Excerpt provided ▸

________

# 80Hp cont. rating????



## Hi Torque Electric (Dec 23, 2007)

Hey David

Looks like a lot of hype and over costs to me. I've got an 11" motor I could get you for less and has a standard 1 1/8th keyed shaft. The 2nd is but a small 6.7" motor I sell (like motors) for 350.00 to 400.00.
Hope this helps
Jim


----------



## david85 (Nov 12, 2007)

Thanks, Jim.

Thats why I wanted you here. Do you think the Hp ratings are BS as well?


----------



## Jin Marui (Oct 25, 2008)

I saw those also. It sounds great, but I wouldn't be willing to shell out that much for something I don't know anything about. If they could give a manufacturer and model number, i'd look into the specs of an OEM unit.

If what the ebayer's power level claim is true, and the OEM unit's specs turn out to be much less, you might not be able to expect much from the ebay unit by way of reliability. That's if he's not just selling an unmodified OEM unit at an inflated price.


----------



## Wirecutter (Jul 26, 2007)

I've kept an eye on the seller heaven-scent-baby07 for over a year. Whenever I go looking for what's on Ebay for motors, that one shows up. IMHO, that seller consistently over-rates the specs on electric motors. Just because you can put the power into the motor doesn't mean you can sustain the power without smoking the motor.

Make no mistake - that's a hefty motor, but by way of comparison, look at any other motor rated for 80 hp continuous. An 80 horse motor is a large beast, and while the listed motor is big, it ain't 80 hp big. I suspect that you can get 80hp *peak* out of that motor, just like I can get 28 hp or so *peak* out of the D&D ES-33 I run on my electric gokart. But if I tried to run that kind of power through the ES-33 continuously, it wouldn't last an hour.

Caveat emptor. (Dopey exhortations always sound more forceful in Latin.)

-Mark


----------

________

Set exercise A ▸ Reproduce the forum thread from "Looks like a" up to and including "(Nov 12, 2007)".
The forum thread and the rows are separate, unrelated material.

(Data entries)
________

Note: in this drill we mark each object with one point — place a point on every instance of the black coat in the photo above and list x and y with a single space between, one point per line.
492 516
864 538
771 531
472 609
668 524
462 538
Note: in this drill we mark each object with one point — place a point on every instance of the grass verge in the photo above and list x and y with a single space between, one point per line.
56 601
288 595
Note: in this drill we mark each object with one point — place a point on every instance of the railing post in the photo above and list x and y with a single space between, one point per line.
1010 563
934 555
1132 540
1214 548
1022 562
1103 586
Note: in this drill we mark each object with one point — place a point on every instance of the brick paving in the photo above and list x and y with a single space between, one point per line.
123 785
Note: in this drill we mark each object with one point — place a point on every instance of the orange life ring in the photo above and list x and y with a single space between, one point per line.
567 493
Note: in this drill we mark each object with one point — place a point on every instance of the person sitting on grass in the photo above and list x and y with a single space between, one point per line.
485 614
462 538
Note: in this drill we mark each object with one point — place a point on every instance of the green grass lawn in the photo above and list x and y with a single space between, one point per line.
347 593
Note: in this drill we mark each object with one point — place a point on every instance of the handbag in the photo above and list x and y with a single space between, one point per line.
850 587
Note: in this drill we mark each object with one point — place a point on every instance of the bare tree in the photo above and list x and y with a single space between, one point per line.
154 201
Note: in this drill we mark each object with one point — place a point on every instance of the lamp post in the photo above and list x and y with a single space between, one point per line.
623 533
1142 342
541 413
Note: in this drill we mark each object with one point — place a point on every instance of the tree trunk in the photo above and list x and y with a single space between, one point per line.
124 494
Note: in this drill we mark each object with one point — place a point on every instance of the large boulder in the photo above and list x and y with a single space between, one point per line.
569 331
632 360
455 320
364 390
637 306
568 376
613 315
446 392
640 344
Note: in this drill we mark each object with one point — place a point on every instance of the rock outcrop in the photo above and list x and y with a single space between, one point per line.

________

Set exercise B ▸ Format the rows from the line with "of the large" up to and including the final line of the rows as a Markdown table with the columns No. and Line. Number each line and omit blank lines.

Final answer A ▸
Looks like a lot of hype and over costs to me. I've got an 11" motor I could get you for less and has a standard 1 1/8th keyed shaft. The 2nd is but a small 6.7" motor I sell (like motors) for 350.00 to 400.00.
Hope this helps
Jim


----------



## david85 (Nov 12, 2007)

Final answer B ▸
| No. | Line |
|---|---|
| 1 | Note: in this drill we mark each object with one point — place a point on every instance of the large boulder in the photo above and list x and y with a single space between, one point per line. |
| 2 | 569 331 |
| 3 | 632 360 |
| 4 | 455 320 |
| 5 | 364 390 |
| 6 | 637 306 |
| 7 | 568 376 |
| 8 | 613 315 |
| 9 | 446 392 |
| 10 | 640 344 |
| 11 | Note: in this drill we mark each object with one point — place a point on every instance of the rock outcrop in the photo above and list x and y with a single space between, one point per line. |